*ASSIGNED TASK*
Report every line of the records that includes the word "background".

Collected data:

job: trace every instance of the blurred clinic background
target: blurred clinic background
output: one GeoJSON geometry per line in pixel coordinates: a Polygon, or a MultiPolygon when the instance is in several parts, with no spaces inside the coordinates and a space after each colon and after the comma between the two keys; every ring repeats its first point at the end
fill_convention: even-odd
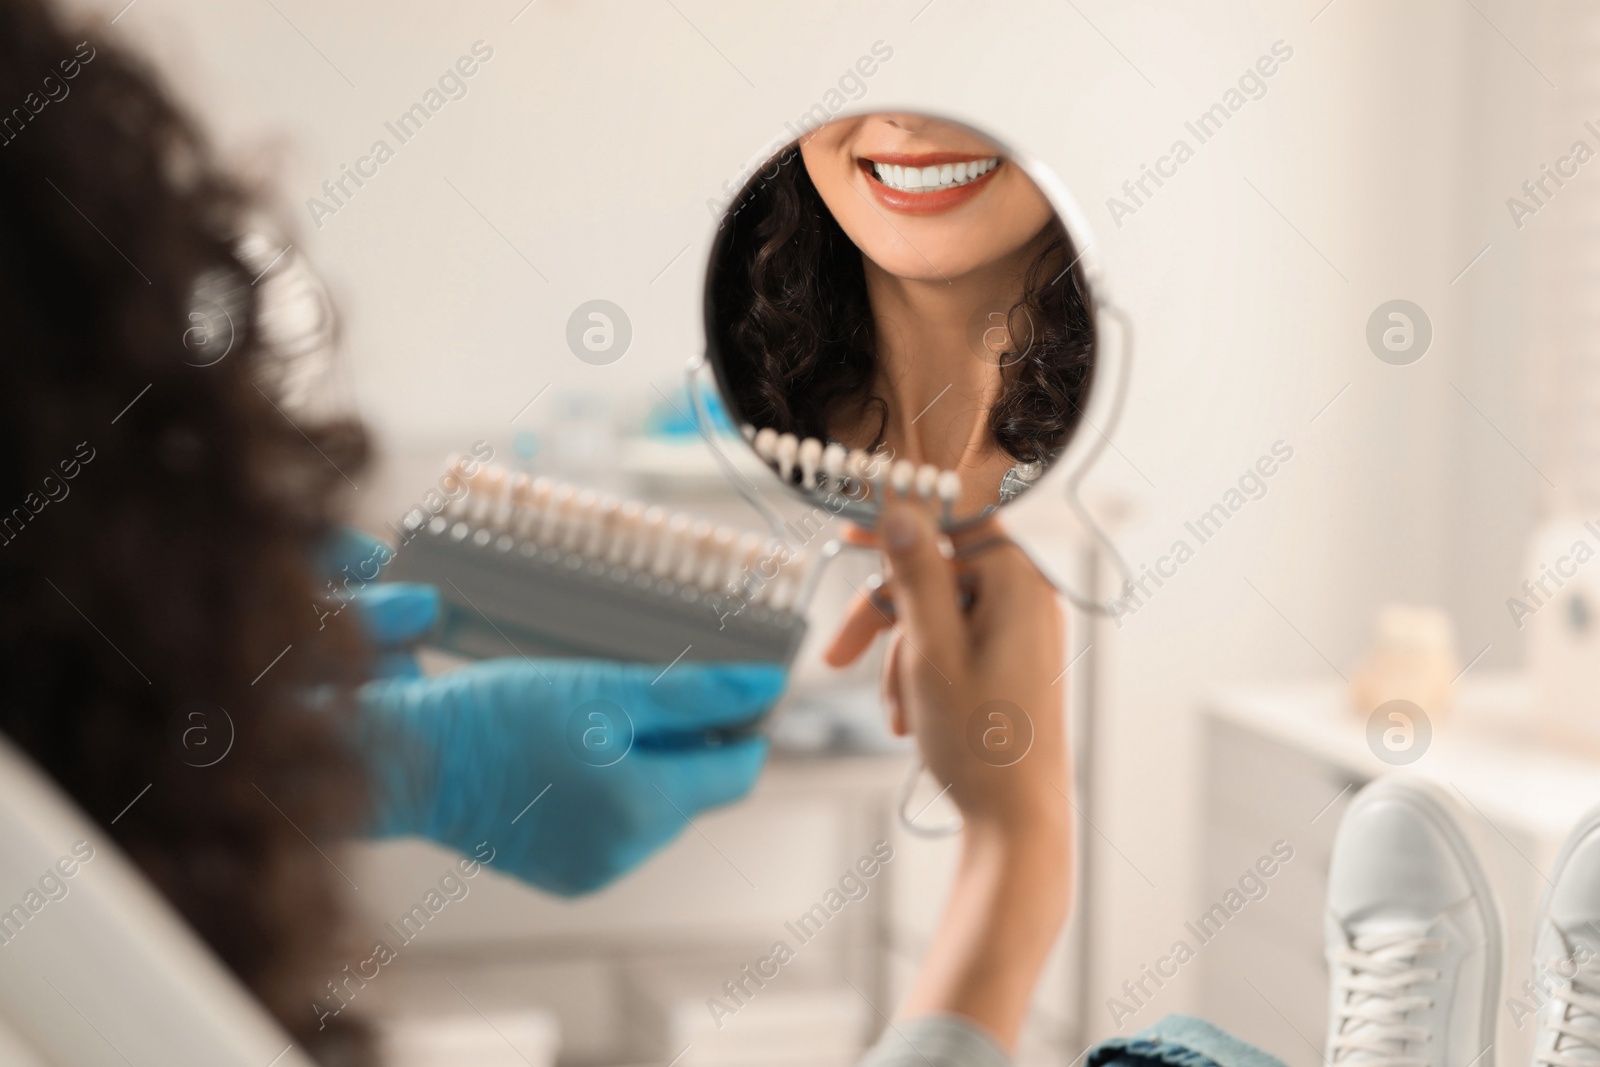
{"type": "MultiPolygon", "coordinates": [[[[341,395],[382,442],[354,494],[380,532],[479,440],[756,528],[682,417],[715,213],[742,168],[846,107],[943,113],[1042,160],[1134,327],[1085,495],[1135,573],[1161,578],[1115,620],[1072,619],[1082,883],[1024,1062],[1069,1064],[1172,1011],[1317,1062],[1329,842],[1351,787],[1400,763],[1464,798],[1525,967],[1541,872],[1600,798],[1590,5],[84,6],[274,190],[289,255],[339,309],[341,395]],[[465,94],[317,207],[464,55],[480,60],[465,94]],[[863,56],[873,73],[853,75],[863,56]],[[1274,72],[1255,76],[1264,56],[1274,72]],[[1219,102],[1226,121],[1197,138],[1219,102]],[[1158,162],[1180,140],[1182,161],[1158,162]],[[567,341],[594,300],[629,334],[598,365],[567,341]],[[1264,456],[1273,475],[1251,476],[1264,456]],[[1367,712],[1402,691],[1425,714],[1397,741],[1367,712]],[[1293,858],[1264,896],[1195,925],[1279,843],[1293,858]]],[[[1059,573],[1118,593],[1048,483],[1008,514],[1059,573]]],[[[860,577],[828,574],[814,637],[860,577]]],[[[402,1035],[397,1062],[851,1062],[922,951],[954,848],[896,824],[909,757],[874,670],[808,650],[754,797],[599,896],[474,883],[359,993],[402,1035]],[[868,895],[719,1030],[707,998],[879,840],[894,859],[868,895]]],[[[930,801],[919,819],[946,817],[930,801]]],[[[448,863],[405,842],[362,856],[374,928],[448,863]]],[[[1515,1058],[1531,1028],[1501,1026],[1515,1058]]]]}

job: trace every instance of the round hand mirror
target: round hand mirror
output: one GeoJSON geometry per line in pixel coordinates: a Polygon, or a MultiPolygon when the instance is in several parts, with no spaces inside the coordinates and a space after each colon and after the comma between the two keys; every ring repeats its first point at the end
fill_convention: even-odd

...

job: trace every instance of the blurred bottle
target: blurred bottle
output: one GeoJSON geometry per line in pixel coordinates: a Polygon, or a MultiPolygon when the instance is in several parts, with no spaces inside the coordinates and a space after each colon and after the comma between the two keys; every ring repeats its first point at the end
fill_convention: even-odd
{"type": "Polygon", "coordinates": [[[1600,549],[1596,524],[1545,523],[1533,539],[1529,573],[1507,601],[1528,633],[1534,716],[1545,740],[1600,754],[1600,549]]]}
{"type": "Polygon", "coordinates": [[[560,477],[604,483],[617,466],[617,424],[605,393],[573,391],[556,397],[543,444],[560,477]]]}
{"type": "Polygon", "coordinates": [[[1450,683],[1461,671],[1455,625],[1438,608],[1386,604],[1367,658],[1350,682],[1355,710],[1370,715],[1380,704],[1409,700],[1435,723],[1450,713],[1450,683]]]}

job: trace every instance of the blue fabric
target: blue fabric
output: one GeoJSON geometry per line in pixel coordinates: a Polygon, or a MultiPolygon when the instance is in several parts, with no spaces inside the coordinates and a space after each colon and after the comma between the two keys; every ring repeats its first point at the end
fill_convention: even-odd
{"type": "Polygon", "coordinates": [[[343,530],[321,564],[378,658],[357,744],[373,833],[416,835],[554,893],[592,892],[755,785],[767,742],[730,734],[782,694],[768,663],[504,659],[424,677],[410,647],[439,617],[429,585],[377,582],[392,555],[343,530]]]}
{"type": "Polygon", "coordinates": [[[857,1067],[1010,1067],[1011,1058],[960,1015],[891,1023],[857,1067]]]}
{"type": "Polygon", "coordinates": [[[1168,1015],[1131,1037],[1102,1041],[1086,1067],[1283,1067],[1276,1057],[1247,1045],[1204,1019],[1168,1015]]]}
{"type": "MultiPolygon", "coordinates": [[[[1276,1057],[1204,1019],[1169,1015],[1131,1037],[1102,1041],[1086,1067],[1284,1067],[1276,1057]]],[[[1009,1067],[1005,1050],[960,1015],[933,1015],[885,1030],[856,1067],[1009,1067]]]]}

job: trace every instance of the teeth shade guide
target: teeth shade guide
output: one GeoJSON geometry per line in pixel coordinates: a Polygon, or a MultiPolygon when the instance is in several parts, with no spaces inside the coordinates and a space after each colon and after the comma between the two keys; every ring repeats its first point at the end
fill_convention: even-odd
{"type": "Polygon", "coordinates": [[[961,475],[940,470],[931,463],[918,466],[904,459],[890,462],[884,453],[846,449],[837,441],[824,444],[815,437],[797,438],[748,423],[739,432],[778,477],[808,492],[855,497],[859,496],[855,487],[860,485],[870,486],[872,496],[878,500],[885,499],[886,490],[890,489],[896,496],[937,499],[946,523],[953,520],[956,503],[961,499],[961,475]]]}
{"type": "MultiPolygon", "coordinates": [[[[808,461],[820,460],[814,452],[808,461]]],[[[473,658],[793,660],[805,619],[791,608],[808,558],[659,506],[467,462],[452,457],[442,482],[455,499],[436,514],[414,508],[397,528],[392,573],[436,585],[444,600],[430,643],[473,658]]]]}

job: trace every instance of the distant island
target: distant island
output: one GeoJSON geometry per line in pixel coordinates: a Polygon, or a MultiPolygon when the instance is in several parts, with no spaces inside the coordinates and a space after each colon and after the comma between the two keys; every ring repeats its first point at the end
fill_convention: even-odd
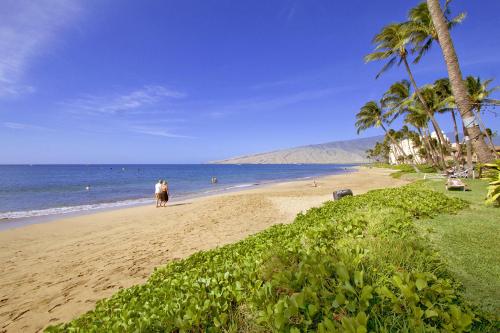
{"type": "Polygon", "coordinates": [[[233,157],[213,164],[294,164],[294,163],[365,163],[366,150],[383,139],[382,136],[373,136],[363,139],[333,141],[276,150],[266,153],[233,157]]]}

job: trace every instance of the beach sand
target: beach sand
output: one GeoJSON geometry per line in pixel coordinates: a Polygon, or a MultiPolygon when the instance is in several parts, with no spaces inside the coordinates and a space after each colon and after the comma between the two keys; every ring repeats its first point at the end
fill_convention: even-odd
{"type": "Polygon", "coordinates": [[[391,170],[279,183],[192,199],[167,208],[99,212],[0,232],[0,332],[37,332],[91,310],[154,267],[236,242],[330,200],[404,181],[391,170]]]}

*REPLY TO THE TASK*
job: trace every instance of the blurred clinic background
target: blurred clinic background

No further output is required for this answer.